### SOURCE RECORDS
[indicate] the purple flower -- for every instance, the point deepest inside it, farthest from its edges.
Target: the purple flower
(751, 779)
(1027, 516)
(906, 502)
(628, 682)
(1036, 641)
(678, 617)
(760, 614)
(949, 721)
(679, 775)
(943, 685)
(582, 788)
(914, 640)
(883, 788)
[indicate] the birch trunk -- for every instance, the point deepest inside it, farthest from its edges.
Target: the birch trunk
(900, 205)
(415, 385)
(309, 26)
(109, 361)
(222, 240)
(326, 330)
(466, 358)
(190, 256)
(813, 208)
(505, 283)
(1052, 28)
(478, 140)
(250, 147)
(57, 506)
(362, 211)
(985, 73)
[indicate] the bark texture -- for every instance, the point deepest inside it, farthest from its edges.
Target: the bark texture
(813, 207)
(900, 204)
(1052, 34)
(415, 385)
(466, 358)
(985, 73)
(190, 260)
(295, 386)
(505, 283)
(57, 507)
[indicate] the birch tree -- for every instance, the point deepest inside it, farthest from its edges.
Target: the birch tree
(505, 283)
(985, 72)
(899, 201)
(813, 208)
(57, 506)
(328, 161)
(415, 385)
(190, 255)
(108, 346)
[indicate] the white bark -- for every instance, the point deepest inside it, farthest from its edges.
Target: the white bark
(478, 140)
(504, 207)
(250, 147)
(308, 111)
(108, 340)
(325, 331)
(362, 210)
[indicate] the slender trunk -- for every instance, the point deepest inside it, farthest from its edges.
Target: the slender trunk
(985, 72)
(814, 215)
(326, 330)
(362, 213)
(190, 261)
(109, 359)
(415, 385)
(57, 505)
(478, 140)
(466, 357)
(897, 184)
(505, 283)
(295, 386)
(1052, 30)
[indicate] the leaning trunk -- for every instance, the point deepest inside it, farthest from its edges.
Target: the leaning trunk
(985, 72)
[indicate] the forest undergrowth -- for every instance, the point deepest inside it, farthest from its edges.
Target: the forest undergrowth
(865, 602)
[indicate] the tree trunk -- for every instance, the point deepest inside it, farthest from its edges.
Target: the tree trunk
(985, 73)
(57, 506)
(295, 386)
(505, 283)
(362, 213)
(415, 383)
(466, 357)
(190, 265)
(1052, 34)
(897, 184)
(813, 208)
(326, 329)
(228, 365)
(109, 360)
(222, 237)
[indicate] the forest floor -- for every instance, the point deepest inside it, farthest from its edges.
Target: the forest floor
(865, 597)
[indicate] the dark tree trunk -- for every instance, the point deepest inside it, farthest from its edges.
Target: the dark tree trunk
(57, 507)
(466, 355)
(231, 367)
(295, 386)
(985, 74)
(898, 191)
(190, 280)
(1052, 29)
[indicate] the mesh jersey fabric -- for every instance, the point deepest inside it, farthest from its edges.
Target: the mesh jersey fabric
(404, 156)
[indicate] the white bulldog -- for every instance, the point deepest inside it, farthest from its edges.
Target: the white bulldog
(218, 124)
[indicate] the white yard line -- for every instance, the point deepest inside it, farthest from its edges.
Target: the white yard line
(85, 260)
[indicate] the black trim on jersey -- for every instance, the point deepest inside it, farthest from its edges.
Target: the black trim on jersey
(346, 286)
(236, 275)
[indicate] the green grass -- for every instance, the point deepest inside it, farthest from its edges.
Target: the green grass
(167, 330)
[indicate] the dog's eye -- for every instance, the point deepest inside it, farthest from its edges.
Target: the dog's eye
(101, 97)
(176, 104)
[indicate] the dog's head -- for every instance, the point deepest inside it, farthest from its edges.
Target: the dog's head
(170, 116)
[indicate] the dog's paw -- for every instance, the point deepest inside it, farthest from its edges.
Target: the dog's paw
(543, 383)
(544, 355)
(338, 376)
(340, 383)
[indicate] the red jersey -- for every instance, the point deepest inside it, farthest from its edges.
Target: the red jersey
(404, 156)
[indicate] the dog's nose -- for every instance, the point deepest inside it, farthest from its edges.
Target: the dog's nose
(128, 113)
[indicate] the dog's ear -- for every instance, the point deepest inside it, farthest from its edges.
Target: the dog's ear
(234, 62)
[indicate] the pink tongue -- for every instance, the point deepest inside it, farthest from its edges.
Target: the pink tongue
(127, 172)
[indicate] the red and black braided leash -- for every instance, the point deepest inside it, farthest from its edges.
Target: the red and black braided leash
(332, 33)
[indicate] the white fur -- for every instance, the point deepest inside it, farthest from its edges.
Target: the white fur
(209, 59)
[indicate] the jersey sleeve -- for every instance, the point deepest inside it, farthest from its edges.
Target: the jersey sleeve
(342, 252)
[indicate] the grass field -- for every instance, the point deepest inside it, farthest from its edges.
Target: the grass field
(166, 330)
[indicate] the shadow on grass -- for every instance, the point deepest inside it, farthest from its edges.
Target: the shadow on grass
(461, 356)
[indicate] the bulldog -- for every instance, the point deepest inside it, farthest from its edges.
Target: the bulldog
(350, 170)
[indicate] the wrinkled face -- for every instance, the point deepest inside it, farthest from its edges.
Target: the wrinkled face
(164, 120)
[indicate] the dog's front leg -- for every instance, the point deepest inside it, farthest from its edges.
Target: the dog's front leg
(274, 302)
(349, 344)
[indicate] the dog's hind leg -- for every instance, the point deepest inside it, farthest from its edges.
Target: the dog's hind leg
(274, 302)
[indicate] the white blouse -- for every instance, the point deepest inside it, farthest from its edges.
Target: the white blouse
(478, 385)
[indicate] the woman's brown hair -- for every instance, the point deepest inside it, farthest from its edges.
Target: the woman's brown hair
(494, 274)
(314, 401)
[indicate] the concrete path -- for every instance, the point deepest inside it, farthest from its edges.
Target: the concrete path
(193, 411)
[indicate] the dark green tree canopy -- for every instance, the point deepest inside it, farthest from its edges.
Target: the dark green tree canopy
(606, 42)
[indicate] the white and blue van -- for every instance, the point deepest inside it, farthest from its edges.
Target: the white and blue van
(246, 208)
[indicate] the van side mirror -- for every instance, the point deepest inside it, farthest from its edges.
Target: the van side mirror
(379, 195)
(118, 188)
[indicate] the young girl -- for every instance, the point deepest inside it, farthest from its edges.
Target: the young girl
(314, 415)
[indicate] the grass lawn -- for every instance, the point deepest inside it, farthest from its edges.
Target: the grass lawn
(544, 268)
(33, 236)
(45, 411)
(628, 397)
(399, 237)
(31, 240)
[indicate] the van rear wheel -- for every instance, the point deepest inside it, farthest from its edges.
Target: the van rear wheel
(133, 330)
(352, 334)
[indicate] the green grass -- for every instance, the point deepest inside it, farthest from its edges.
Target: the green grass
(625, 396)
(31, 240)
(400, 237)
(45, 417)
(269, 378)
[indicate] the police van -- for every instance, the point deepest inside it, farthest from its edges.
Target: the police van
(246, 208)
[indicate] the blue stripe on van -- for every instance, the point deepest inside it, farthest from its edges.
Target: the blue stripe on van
######
* **INSTRUCTION**
Go through all of the items above and change every "deepest" to "innermost", keeping everything else the same.

* **EXERCISE RESPONSE**
[indicate] the purple flower -- for every instance, the point innermost inside it, farthest from its edges.
Target: the purple flower
(751, 779)
(1027, 516)
(906, 502)
(628, 682)
(1036, 641)
(678, 617)
(760, 614)
(949, 721)
(679, 775)
(943, 685)
(582, 788)
(914, 640)
(883, 788)
[indicate] the birch trunk -- for every instance, the point innermost inside it, farthest from its edges.
Target: the birch trunk
(900, 205)
(415, 385)
(309, 26)
(109, 361)
(222, 240)
(326, 330)
(466, 358)
(190, 256)
(813, 208)
(505, 283)
(1052, 28)
(478, 140)
(250, 147)
(57, 506)
(362, 211)
(985, 73)
[indicate] the bark texture -- for every instance, the point innermost inside it, farthest from its edges.
Target: the bark texture
(813, 207)
(900, 204)
(1052, 34)
(415, 385)
(466, 358)
(985, 73)
(190, 260)
(295, 386)
(505, 283)
(57, 507)
[indicate] the birch tree -- for every instance, the point innermost inside it, farthest from its edges.
Target: the birch tree
(505, 283)
(985, 72)
(899, 201)
(813, 208)
(57, 506)
(328, 161)
(415, 385)
(190, 255)
(108, 346)
[indicate] the white bark -- for every instance, the point innermost inside it, farthest from its edges.
Target: the white bark
(478, 140)
(504, 207)
(250, 147)
(308, 111)
(108, 340)
(325, 331)
(362, 210)
[indicate] the slender trunk -- for every instance, the point innermost inside it, farthest from its edges.
Target: the slender trunk
(985, 72)
(814, 215)
(326, 330)
(362, 213)
(190, 261)
(109, 359)
(415, 385)
(57, 505)
(478, 140)
(466, 357)
(897, 184)
(505, 283)
(295, 386)
(1052, 30)
[indicate] the leaning trunk -- for every instance, the point innermost inside it, farthest from its edges.
Target: the leaning trunk
(985, 72)
[indicate] the forest undergrowth -- for every instance, the point innermost inside it, farthest from its edges.
Target: the forest undergrowth
(865, 602)
[indicate] the tree trunk -- for every instance, the point innermost inside it, farthest from its edges.
Target: the tree trunk
(985, 73)
(57, 506)
(295, 386)
(505, 283)
(362, 213)
(415, 383)
(466, 357)
(190, 265)
(1052, 34)
(897, 184)
(813, 208)
(326, 329)
(228, 365)
(109, 360)
(222, 237)
[indicate] the forest floor -- for every instance, the point innermost inside it, farthest from its edges.
Target: the forest floor
(865, 597)
[indicate] the dark tree trunk -- for every instance, the point innermost inside it, farthest from its edges.
Target: the dark tree trunk
(57, 507)
(466, 355)
(231, 367)
(295, 386)
(985, 74)
(898, 191)
(190, 280)
(1052, 29)
[indicate] the mesh jersey fabric -- for every instance, the point innermost inside it, farthest from its edges.
Target: the mesh jersey fabric
(404, 156)
[indicate] the white bulldog -- for every instance, the point innermost inside it, farthest from its edges.
Target: the white bulldog
(218, 124)
[indicate] the white yard line -- for every instance, the point innermost inside it, farthest from its edges.
Target: the white yard line
(85, 260)
[indicate] the black trim on jersey -- for every instance, the point innermost inside it, farthest from its edges.
Target: the black trim on jersey
(346, 286)
(236, 275)
[indicate] the green grass -- for every instance, the point innermost inside it, farthest from its edges.
Target: the green grass
(167, 330)
[indicate] the dog's eye -- for every instance, the point innermost inside it, farthest from its edges.
Target: the dog's eye
(101, 97)
(176, 104)
[indicate] the dog's head -- for every instance, the point innermost inside it, farthest from its edges.
Target: the dog's head
(170, 116)
[indicate] the dog's paw -- for every instance, the point innermost inside it, farthest from its edges.
Target: the dog's paw
(543, 383)
(544, 355)
(338, 376)
(340, 383)
[indicate] the red jersey -- for every instance, the point innermost inside it, farthest from its edges.
Target: the red jersey
(404, 156)
[indicate] the dog's nose -- for every instance, the point innermost inside it, farthest from its edges.
Target: the dog's nose
(128, 113)
[indicate] the dog's ear -- for every instance, the point innermost inside it, farthest from its edges.
Target: the dog's ear
(234, 62)
[indicate] the pink tongue -- for every instance, the point innermost inside it, farthest from its edges.
Target: the pink tongue
(127, 172)
[indicate] the red and black braided leash -- for every instance, the point innermost inside it, farthest from its edges.
Target: the red and black braided leash
(332, 33)
[indicate] the white fur -- for every instance, the point innermost inside it, farthest from its edges.
Target: the white fur
(209, 59)
[indicate] the jersey sleeve -- for every instance, the point innermost inside it, farthest from its edges.
Target: the jersey sleeve
(342, 252)
[indicate] the grass field -- for every instance, the point innermost inside it, farthest from its edges.
Target: the grass field
(166, 330)
[indicate] the shadow on grass -- for every instance, the point innermost inside it, farthest from its edges.
Target: the shadow on grass
(461, 356)
[indicate] the bulldog -- for every instance, the point innermost inside it, farthest from its edges.
Target: the bulldog
(350, 170)
[indicate] the wrinkled face -- for every instance, the point innermost inside it, farthest from its edges.
Target: the wrinkled face
(164, 120)
[indicate] the dog's front leg -- for every instance, the point innermost inside it, farthest from its edges.
Target: the dog's front leg
(274, 302)
(349, 344)
[indicate] the dog's hind leg -- for every instance, the point innermost inside it, farthest from its edges.
Target: the dog's hind leg
(274, 302)
[indicate] the white blouse -- for every instance, the point innermost inside it, farthest from its edges.
Target: the white blouse
(478, 385)
[indicate] the woman's brown hair -- for every instance, the point innermost inside it, farthest from its edges.
Target: the woman's brown hair
(494, 274)
(314, 401)
[indicate] the concrete path -- for every instance, the point innermost inside it, farthest from its edges.
Target: the concrete path
(193, 411)
[indicate] the dark green tree canopy -- for every instance, the point innermost inside it, farthest from its edges.
Target: the dark green tree canopy
(606, 42)
[indicate] the white and blue van -- for every instance, the point innermost inside it, farthest from its edges.
Target: the white and blue van
(246, 208)
[indicate] the van side mirror -- for every instance, the point innermost inside it, farthest from its edges.
Target: the van side mirror
(379, 195)
(118, 188)
[indicate] the young girl -- for every instance, the point innermost inside it, farthest from its edges.
Target: the young girl
(314, 415)
[indicate] the grass lawn -- for every instance, the point innermost inside it, farthest from its edges.
Target: the grass lawn
(544, 268)
(33, 236)
(45, 411)
(628, 397)
(399, 237)
(31, 240)
[indicate] the van rear wheel -- for every instance, the point innermost inside it, farthest from its edges.
Target: the van rear wheel
(133, 330)
(352, 334)
[indicate] the green grass -- for every instance, the point innermost inside it, farthest from its edges.
Target: the green grass
(625, 396)
(31, 240)
(400, 237)
(45, 417)
(269, 378)
[indicate] the police van -- for every instance, the point innermost inside it, farthest from its edges.
Target: the police van
(246, 208)
[indicate] the blue stripe on van -- for every instance, the point innermost inside it, farthest from its edges.
Target: the blue stripe on van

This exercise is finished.